* What needs to be done:
Which of the lines in the records below hold the string "white"? Copy every one of them.

BEGIN

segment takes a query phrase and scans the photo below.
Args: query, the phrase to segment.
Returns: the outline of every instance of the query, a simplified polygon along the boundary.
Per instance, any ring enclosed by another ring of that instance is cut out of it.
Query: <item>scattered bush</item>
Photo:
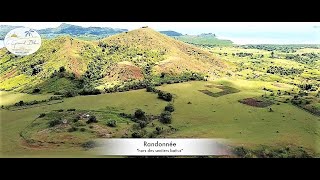
[[[109,121],[107,122],[107,126],[109,126],[109,127],[116,127],[116,126],[117,126],[117,121],[115,121],[115,120],[109,120]]]
[[[233,153],[238,157],[245,157],[249,153],[249,150],[245,149],[242,146],[241,147],[235,147],[233,149]]]
[[[43,118],[43,117],[45,117],[45,116],[46,116],[45,113],[41,113],[41,114],[39,115],[39,118]]]
[[[78,95],[78,91],[76,90],[62,90],[62,91],[57,91],[54,92],[54,95],[60,95],[63,97],[75,97]]]
[[[170,124],[172,120],[171,113],[169,111],[162,112],[159,120],[164,124]]]
[[[87,141],[83,143],[81,146],[85,149],[92,149],[92,148],[95,148],[97,144],[94,141]]]
[[[173,112],[174,111],[174,107],[173,107],[173,104],[168,104],[165,108],[164,108],[165,111],[169,111],[169,112]]]
[[[147,122],[145,121],[138,121],[140,128],[145,128],[147,126]]]
[[[165,93],[165,92],[162,92],[162,91],[160,91],[158,93],[158,97],[160,99],[165,100],[165,101],[171,101],[172,100],[172,94],[171,93]]]
[[[66,91],[63,96],[64,97],[75,97],[78,95],[78,92],[77,91],[74,91],[74,90],[69,90],[69,91]]]
[[[126,113],[120,113],[119,116],[123,117],[123,118],[133,118],[131,114],[126,114]]]
[[[81,119],[81,116],[78,114],[74,119],[73,122],[78,122]]]
[[[19,101],[17,103],[14,104],[15,106],[24,106],[25,103],[23,101]]]
[[[49,122],[49,127],[54,127],[54,126],[59,125],[61,123],[62,123],[62,121],[60,119],[55,119],[55,120],[52,120]]]
[[[142,131],[135,131],[131,134],[133,138],[142,138],[144,136],[144,133]]]
[[[57,111],[58,111],[58,112],[63,112],[63,109],[58,109]]]
[[[68,109],[67,111],[75,111],[76,109]]]
[[[155,88],[153,86],[147,86],[147,92],[155,92]]]
[[[96,118],[96,116],[90,116],[89,117],[89,119],[88,119],[88,121],[87,121],[87,124],[90,124],[90,123],[97,123],[98,122],[98,120],[97,120],[97,118]]]
[[[35,88],[32,93],[39,93],[40,92],[40,89],[39,88]]]
[[[157,132],[157,134],[161,134],[162,129],[163,129],[163,128],[161,128],[160,126],[157,126],[157,127],[156,127],[156,132]]]
[[[84,132],[84,131],[86,131],[86,129],[85,128],[80,128],[80,131]]]
[[[244,147],[235,147],[233,152],[238,157],[243,158],[312,158],[313,155],[309,154],[301,147],[280,147],[271,148],[267,146],[259,147],[255,150],[246,149]]]
[[[61,99],[63,99],[61,96],[51,96],[51,97],[49,98],[49,101],[61,100]]]
[[[60,73],[66,72],[66,68],[65,68],[65,67],[63,67],[63,66],[62,66],[62,67],[60,67],[60,68],[59,68],[59,72],[60,72]]]
[[[17,103],[15,103],[14,105],[15,106],[28,106],[28,105],[34,105],[34,104],[39,104],[39,103],[42,103],[42,102],[47,102],[48,100],[41,100],[41,101],[37,101],[37,100],[34,100],[34,101],[30,101],[30,102],[24,102],[24,101],[19,101]]]
[[[144,120],[146,118],[145,112],[142,111],[141,109],[137,109],[134,112],[134,117],[137,118],[137,119],[140,119],[140,120]]]

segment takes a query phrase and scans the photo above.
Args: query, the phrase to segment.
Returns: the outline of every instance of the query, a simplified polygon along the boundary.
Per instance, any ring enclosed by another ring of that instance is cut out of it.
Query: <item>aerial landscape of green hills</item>
[[[39,33],[34,54],[0,48],[1,156],[82,157],[95,138],[171,137],[229,139],[231,157],[319,157],[319,45],[149,27]]]
[[[172,76],[227,73],[222,70],[227,63],[214,55],[149,28],[99,41],[61,36],[45,40],[32,56],[16,57],[5,49],[0,54],[0,88],[29,93],[35,88],[49,93],[75,86],[103,89],[110,83],[160,77],[161,73]],[[19,61],[14,61],[15,58]],[[62,67],[65,72],[60,71]],[[146,74],[146,68],[152,71]]]

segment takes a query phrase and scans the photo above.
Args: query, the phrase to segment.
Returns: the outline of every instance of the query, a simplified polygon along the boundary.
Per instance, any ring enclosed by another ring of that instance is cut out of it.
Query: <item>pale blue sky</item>
[[[174,30],[183,34],[215,33],[236,43],[320,43],[320,22],[65,22],[84,27]],[[0,22],[34,29],[57,27],[61,22]],[[317,28],[316,28],[317,27]]]

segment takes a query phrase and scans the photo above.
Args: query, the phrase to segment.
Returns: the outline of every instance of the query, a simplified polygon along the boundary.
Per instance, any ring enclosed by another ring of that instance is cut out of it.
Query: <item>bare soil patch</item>
[[[268,107],[273,104],[273,102],[270,100],[258,99],[258,98],[246,98],[246,99],[239,100],[239,102],[242,104],[246,104],[253,107],[260,107],[260,108]]]

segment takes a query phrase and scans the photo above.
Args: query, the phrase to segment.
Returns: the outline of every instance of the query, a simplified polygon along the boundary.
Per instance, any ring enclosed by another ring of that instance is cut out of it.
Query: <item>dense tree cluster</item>
[[[14,106],[29,106],[29,105],[35,105],[35,104],[39,104],[39,103],[43,103],[43,102],[48,102],[49,100],[33,100],[33,101],[29,101],[29,102],[24,102],[24,101],[19,101],[17,103],[14,104]]]
[[[59,70],[54,70],[51,74],[51,78],[69,78],[70,80],[74,80],[76,78],[74,73],[67,72],[67,69],[64,66],[61,66]]]
[[[285,59],[292,60],[302,64],[312,64],[320,60],[320,55],[316,53],[304,53],[304,54],[287,54]]]
[[[203,81],[205,80],[204,75],[196,72],[184,72],[179,76],[170,76],[164,72],[158,77],[152,78],[155,86],[160,86],[161,84],[173,84],[182,83],[187,81]]]
[[[235,53],[236,56],[238,57],[252,57],[253,53],[246,53],[246,52],[240,52],[240,53]]]
[[[302,90],[311,90],[313,89],[313,84],[300,84],[299,87],[302,89]],[[315,89],[314,89],[315,91]]]
[[[42,69],[42,64],[44,63],[44,60],[37,60],[37,61],[31,61],[29,63],[24,64],[20,67],[20,70],[22,73],[29,75],[29,76],[35,76],[38,73],[40,73]]]
[[[81,96],[87,96],[87,95],[98,95],[101,94],[101,91],[99,89],[94,88],[84,88],[81,91],[79,91],[79,95]]]
[[[60,95],[62,97],[75,97],[78,95],[78,91],[77,90],[62,90],[62,91],[55,92],[54,95]]]
[[[303,48],[315,48],[319,49],[320,46],[316,44],[295,44],[295,45],[275,45],[275,44],[262,44],[262,45],[243,45],[244,49],[261,49],[266,51],[280,51],[283,53],[294,53]]]
[[[281,66],[269,66],[267,69],[267,73],[270,74],[280,74],[280,75],[294,75],[294,74],[301,74],[303,70],[296,69],[296,68],[283,68]]]
[[[90,87],[91,83],[95,80],[99,80],[103,78],[102,75],[102,67],[104,62],[102,61],[101,57],[96,57],[91,61],[87,67],[87,71],[82,76],[85,87]]]
[[[146,88],[145,81],[131,81],[131,82],[124,82],[123,84],[117,84],[110,88],[104,88],[106,93],[113,93],[113,92],[124,92],[136,89],[144,89]]]

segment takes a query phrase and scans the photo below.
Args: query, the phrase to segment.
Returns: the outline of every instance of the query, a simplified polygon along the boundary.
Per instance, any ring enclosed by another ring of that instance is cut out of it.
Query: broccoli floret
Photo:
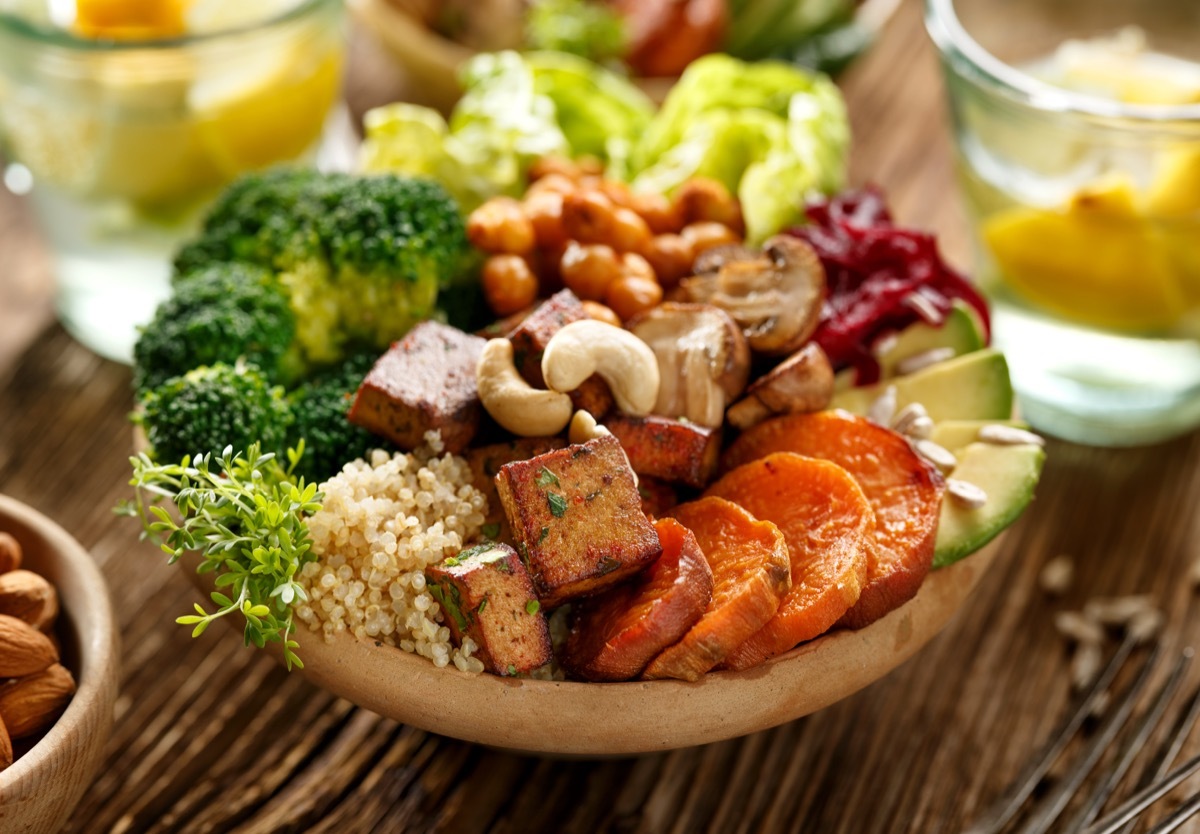
[[[216,263],[176,281],[133,348],[134,386],[157,388],[197,365],[252,362],[273,382],[303,371],[293,346],[296,317],[275,276],[244,263]]]
[[[141,424],[158,461],[220,455],[226,446],[244,452],[251,443],[286,451],[291,409],[283,389],[251,365],[201,366],[167,380],[142,405]]]
[[[470,251],[458,205],[437,183],[277,170],[226,191],[176,268],[244,260],[275,270],[304,357],[329,364],[382,349],[428,317]]]
[[[297,474],[320,483],[333,477],[349,461],[371,449],[391,448],[386,440],[346,419],[359,383],[375,364],[375,353],[351,356],[336,368],[317,374],[288,394],[293,422],[288,446],[304,440],[304,457]]]

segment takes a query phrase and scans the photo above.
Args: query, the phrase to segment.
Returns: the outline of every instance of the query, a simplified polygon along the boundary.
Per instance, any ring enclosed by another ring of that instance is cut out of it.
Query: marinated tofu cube
[[[479,431],[483,408],[475,366],[485,341],[435,321],[425,321],[396,342],[367,374],[351,423],[415,449],[430,430],[441,432],[446,451],[457,454]]]
[[[475,657],[497,675],[520,675],[550,662],[550,629],[517,552],[488,542],[425,569],[429,593],[445,612],[456,646],[470,637]]]
[[[547,608],[610,587],[662,552],[611,435],[506,464],[496,489]]]
[[[546,378],[542,376],[542,354],[546,345],[565,325],[587,317],[587,311],[575,293],[560,290],[517,325],[508,339],[513,346],[513,364],[526,382],[535,388],[546,387]],[[613,408],[612,391],[599,376],[588,377],[570,395],[576,411],[587,411],[594,417],[602,417]]]
[[[658,478],[639,475],[637,489],[638,495],[642,497],[642,512],[652,519],[666,515],[668,510],[679,503],[675,487]]]
[[[720,429],[669,417],[623,414],[609,416],[604,426],[621,441],[638,475],[703,489],[717,472]]]
[[[487,514],[483,520],[483,535],[492,541],[512,544],[512,529],[500,496],[496,493],[496,474],[506,463],[529,460],[554,449],[561,449],[567,442],[561,437],[521,437],[507,443],[492,443],[468,449],[465,453],[471,467],[471,483],[487,497]]]

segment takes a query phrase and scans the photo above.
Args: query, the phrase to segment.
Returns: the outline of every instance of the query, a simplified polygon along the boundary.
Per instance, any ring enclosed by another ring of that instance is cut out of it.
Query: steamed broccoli
[[[291,409],[283,389],[251,365],[201,366],[167,380],[142,405],[140,421],[158,461],[219,457],[226,446],[244,452],[252,443],[263,452],[285,451]]]
[[[293,347],[296,318],[269,271],[214,263],[176,281],[133,349],[134,386],[146,392],[197,365],[244,358],[272,381],[302,370]]]
[[[231,186],[176,269],[240,260],[274,270],[304,358],[329,364],[384,348],[429,316],[469,253],[458,205],[437,183],[283,169]]]
[[[389,447],[383,438],[346,419],[354,392],[374,363],[374,353],[356,354],[288,394],[293,421],[287,445],[295,448],[304,440],[304,457],[297,474],[320,483],[371,449]]]

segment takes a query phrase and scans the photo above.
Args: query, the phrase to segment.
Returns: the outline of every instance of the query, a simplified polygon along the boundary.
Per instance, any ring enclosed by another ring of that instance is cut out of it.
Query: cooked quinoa
[[[424,570],[479,537],[487,498],[466,460],[442,454],[436,432],[425,440],[408,454],[372,452],[321,485],[324,504],[308,520],[317,559],[300,571],[308,602],[296,615],[326,640],[350,631],[436,666],[482,672],[474,641],[451,644]]]

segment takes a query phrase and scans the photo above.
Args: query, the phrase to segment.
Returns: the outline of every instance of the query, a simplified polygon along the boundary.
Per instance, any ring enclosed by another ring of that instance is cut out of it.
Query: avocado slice
[[[865,415],[889,385],[896,386],[896,408],[925,406],[934,422],[942,420],[1007,420],[1012,417],[1013,390],[1004,354],[977,350],[907,376],[839,391],[832,408]]]
[[[1028,431],[1029,424],[1021,420],[943,420],[933,427],[929,439],[943,449],[958,454],[958,450],[979,439],[984,426],[1012,426]]]
[[[933,566],[942,568],[971,555],[1012,524],[1033,500],[1046,453],[1040,446],[970,443],[957,453],[950,477],[975,484],[987,503],[970,510],[942,499]]]

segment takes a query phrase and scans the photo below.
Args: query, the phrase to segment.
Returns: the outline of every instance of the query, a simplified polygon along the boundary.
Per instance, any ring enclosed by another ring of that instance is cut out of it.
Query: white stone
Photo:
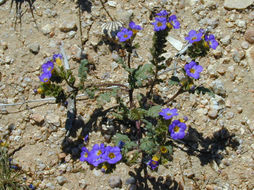
[[[227,9],[245,9],[250,6],[254,0],[225,0],[224,8]]]
[[[108,5],[110,7],[116,7],[116,2],[115,1],[108,1]]]
[[[172,45],[174,46],[174,48],[176,48],[178,51],[180,51],[183,47],[183,43],[171,36],[168,36],[167,37],[167,41]]]

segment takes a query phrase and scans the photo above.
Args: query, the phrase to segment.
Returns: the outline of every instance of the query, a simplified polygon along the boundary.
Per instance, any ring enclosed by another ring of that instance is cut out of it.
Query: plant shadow
[[[143,163],[143,162],[142,162]],[[183,190],[181,183],[178,183],[170,176],[153,177],[149,175],[146,164],[141,164],[139,168],[134,169],[135,172],[130,171],[129,175],[133,177],[136,182],[138,190]],[[150,183],[150,185],[149,185]]]
[[[226,147],[231,147],[233,150],[240,145],[235,138],[234,133],[230,133],[226,128],[213,133],[211,137],[203,137],[196,129],[190,127],[189,134],[184,141],[181,141],[185,146],[185,151],[188,155],[196,156],[200,159],[201,165],[207,165],[212,161],[217,164],[223,159],[223,151]]]
[[[36,24],[36,26],[37,26],[37,23],[36,23],[36,20],[35,20],[35,17],[34,17],[34,12],[33,12],[33,9],[35,9],[35,7],[33,6],[33,3],[35,2],[35,0],[12,0],[11,1],[11,6],[10,6],[10,11],[11,11],[11,9],[12,9],[12,5],[13,5],[13,3],[15,2],[15,12],[16,12],[16,14],[15,14],[15,21],[14,21],[14,28],[16,29],[16,25],[17,25],[17,22],[19,21],[19,23],[20,23],[20,29],[21,29],[21,26],[22,26],[22,22],[21,22],[21,20],[22,20],[22,16],[24,15],[24,13],[27,11],[24,11],[23,13],[22,13],[22,4],[24,3],[24,2],[27,2],[28,4],[29,4],[29,9],[30,9],[30,12],[31,12],[31,14],[32,14],[32,17],[33,17],[33,20],[34,20],[34,22],[35,22],[35,24]],[[38,27],[37,27],[38,28]]]
[[[78,0],[77,5],[80,6],[82,12],[92,12],[92,3],[89,0]]]

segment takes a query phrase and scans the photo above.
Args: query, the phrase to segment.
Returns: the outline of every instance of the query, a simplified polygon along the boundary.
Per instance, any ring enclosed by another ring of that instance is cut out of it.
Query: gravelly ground
[[[198,144],[199,149],[207,146],[213,152],[193,151],[179,143],[180,149],[174,148],[173,161],[167,166],[159,166],[157,172],[148,169],[149,176],[143,171],[140,173],[139,164],[127,166],[124,163],[117,164],[113,173],[103,174],[63,153],[64,107],[52,101],[8,106],[7,112],[1,107],[1,139],[8,139],[10,151],[21,147],[14,159],[29,174],[26,183],[37,184],[40,189],[111,189],[110,177],[119,176],[122,189],[177,189],[177,184],[185,189],[254,189],[253,5],[232,10],[226,9],[224,2],[219,0],[114,0],[115,5],[109,6],[110,2],[105,6],[111,16],[125,24],[132,18],[144,28],[137,36],[137,42],[142,45],[137,50],[139,57],[133,59],[134,66],[151,57],[153,26],[150,23],[153,20],[149,19],[149,9],[158,7],[156,9],[166,9],[177,15],[181,29],[170,32],[170,36],[183,44],[189,30],[211,28],[220,46],[200,59],[204,71],[198,83],[212,88],[215,97],[185,93],[175,99],[172,107],[189,117],[187,124],[192,128],[193,136],[187,142],[192,146]],[[242,4],[245,2],[241,1]],[[15,4],[9,12],[10,4],[8,1],[0,6],[0,101],[8,104],[40,98],[33,94],[33,89],[39,85],[40,66],[45,58],[59,52],[58,42],[64,42],[74,73],[77,73],[76,60],[80,59],[81,51],[77,3],[36,1],[33,3],[34,22],[28,3],[24,2],[22,25],[17,23],[16,28]],[[109,21],[108,15],[100,1],[84,1],[84,5],[86,8],[81,16],[83,40],[86,41],[84,52],[96,66],[88,79],[126,82],[127,75],[114,62],[108,46],[98,45],[102,37],[100,26]],[[247,30],[252,31],[248,36]],[[171,44],[167,49],[171,56],[178,52]],[[178,64],[182,63],[179,60]],[[169,72],[161,78],[166,81],[171,75]],[[156,86],[156,90],[165,98],[177,91],[166,83]],[[77,109],[87,122],[96,109],[96,102],[79,100]],[[41,123],[36,123],[38,121]],[[198,143],[193,139],[198,139]],[[104,138],[99,131],[90,134],[90,147],[101,142]],[[63,185],[57,180],[58,176],[64,176]],[[136,183],[126,185],[125,181],[131,176]]]

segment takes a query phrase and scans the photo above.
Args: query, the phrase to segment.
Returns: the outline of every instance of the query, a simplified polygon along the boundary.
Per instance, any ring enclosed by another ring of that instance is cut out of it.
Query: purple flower
[[[189,35],[185,37],[185,40],[188,40],[189,43],[198,42],[202,39],[203,33],[199,32],[197,33],[195,30],[191,30],[189,32]]]
[[[117,33],[117,37],[119,38],[120,42],[125,42],[126,40],[130,39],[133,32],[128,30],[127,28],[123,28],[120,32]]]
[[[166,10],[163,10],[159,13],[156,14],[157,16],[167,16],[168,15],[168,12]]]
[[[152,170],[158,167],[159,165],[159,158],[157,156],[153,156],[151,160],[147,163],[151,167]]]
[[[168,18],[168,22],[169,22],[170,27],[173,27],[174,29],[180,28],[180,22],[177,20],[176,15],[171,15]]]
[[[89,135],[86,135],[85,138],[84,138],[84,141],[87,142],[88,138],[89,138]]]
[[[187,129],[186,124],[180,122],[179,120],[174,120],[171,125],[169,125],[169,132],[172,139],[183,139],[185,136],[185,130]]]
[[[154,25],[154,31],[165,30],[167,27],[167,19],[165,17],[155,17],[155,22],[152,24]]]
[[[54,63],[52,63],[51,61],[48,61],[47,63],[44,63],[41,66],[41,68],[44,73],[48,73],[48,72],[50,73],[54,68]]]
[[[51,72],[44,72],[41,74],[39,78],[41,82],[48,82],[51,76],[52,76]]]
[[[99,164],[103,163],[105,160],[102,158],[102,155],[105,152],[105,147],[104,144],[101,143],[99,146],[98,144],[95,144],[90,151],[89,155],[89,163],[94,165],[95,167],[98,166]]]
[[[173,116],[177,116],[177,109],[170,110],[169,108],[162,109],[159,113],[165,120],[171,119]]]
[[[194,79],[199,78],[199,73],[203,71],[203,67],[198,65],[195,61],[191,61],[189,64],[184,66],[186,74]]]
[[[62,66],[62,58],[63,56],[61,54],[54,54],[53,55],[53,61],[56,62],[56,64],[61,67]]]
[[[216,49],[219,43],[215,40],[215,37],[213,34],[210,34],[209,36],[205,36],[205,45],[207,45],[210,48]]]
[[[105,148],[105,153],[102,155],[102,158],[109,164],[115,164],[122,159],[121,150],[117,146],[107,146]]]
[[[131,21],[131,22],[129,23],[129,27],[132,29],[132,31],[133,31],[134,33],[137,33],[138,30],[142,30],[142,27],[139,26],[139,25],[137,25],[137,24],[135,24],[135,22],[133,22],[133,21]]]
[[[118,143],[117,146],[118,146],[120,149],[122,149],[124,145],[125,145],[125,143],[124,143],[123,141],[119,141],[119,143]]]
[[[80,156],[80,161],[81,162],[84,162],[84,161],[87,161],[87,162],[90,162],[89,158],[90,158],[90,152],[87,150],[86,147],[82,147],[81,149],[81,156]]]

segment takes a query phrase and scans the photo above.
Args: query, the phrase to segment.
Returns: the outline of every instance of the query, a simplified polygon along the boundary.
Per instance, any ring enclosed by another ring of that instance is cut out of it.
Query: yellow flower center
[[[104,169],[105,171],[107,171],[107,169],[108,169],[107,165],[104,164],[104,165],[102,166],[102,169]]]
[[[196,39],[197,39],[197,37],[192,37],[191,39],[192,39],[192,40],[196,40]]]
[[[162,23],[161,23],[161,22],[158,22],[158,23],[157,23],[157,26],[158,26],[158,27],[162,26]]]
[[[50,71],[52,68],[51,67],[48,67],[48,71]]]
[[[46,78],[46,77],[45,77],[43,80],[46,82],[47,80],[49,80],[49,78]]]
[[[167,153],[167,151],[168,151],[168,149],[165,146],[161,147],[161,152],[163,154]]]
[[[133,34],[137,34],[138,30],[132,29]]]
[[[167,116],[171,116],[171,113],[167,113]]]
[[[205,47],[209,47],[210,42],[204,42]]]
[[[85,158],[87,158],[87,157],[88,157],[88,154],[87,154],[87,152],[85,153],[85,155],[84,155],[84,156],[85,156]]]
[[[108,154],[108,157],[111,158],[111,159],[113,159],[113,158],[116,157],[116,155],[115,155],[114,153],[110,152],[110,153]]]
[[[191,73],[195,73],[195,69],[190,69],[190,72]]]
[[[42,88],[38,88],[37,92],[38,92],[38,94],[41,94],[42,93]]]
[[[178,132],[179,132],[179,130],[180,130],[180,127],[175,126],[175,128],[174,128],[174,132],[175,132],[175,133],[178,133]]]
[[[173,28],[173,25],[172,25],[171,23],[169,23],[169,22],[167,22],[167,26],[168,26],[169,28]]]
[[[56,58],[56,64],[58,65],[58,67],[62,66],[62,60],[60,58]]]
[[[128,37],[128,35],[127,35],[127,34],[124,34],[124,35],[123,35],[123,37],[124,37],[124,38],[127,38],[127,37]]]
[[[97,156],[100,156],[101,153],[102,153],[101,150],[99,150],[99,151],[97,151],[96,155],[97,155]]]
[[[152,160],[157,162],[159,158],[157,156],[153,156]]]

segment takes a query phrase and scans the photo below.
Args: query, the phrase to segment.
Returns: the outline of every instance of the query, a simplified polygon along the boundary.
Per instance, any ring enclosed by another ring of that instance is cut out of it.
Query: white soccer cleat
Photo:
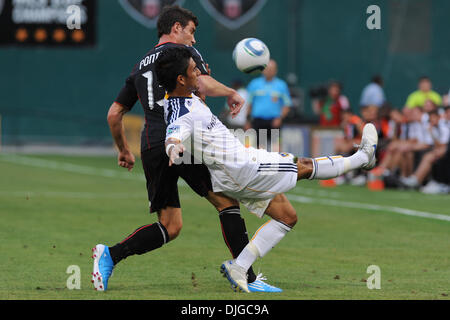
[[[375,157],[375,152],[377,151],[378,146],[378,132],[375,126],[372,123],[367,123],[364,126],[361,144],[359,146],[358,151],[362,151],[369,157],[369,161],[366,165],[361,168],[364,170],[371,170],[375,168],[377,163],[377,159]]]
[[[225,261],[220,267],[220,272],[230,281],[233,289],[240,289],[244,292],[250,292],[247,285],[247,271],[237,265],[235,260]]]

END

* Task response:
Query: white stone
Query: white soccer cleat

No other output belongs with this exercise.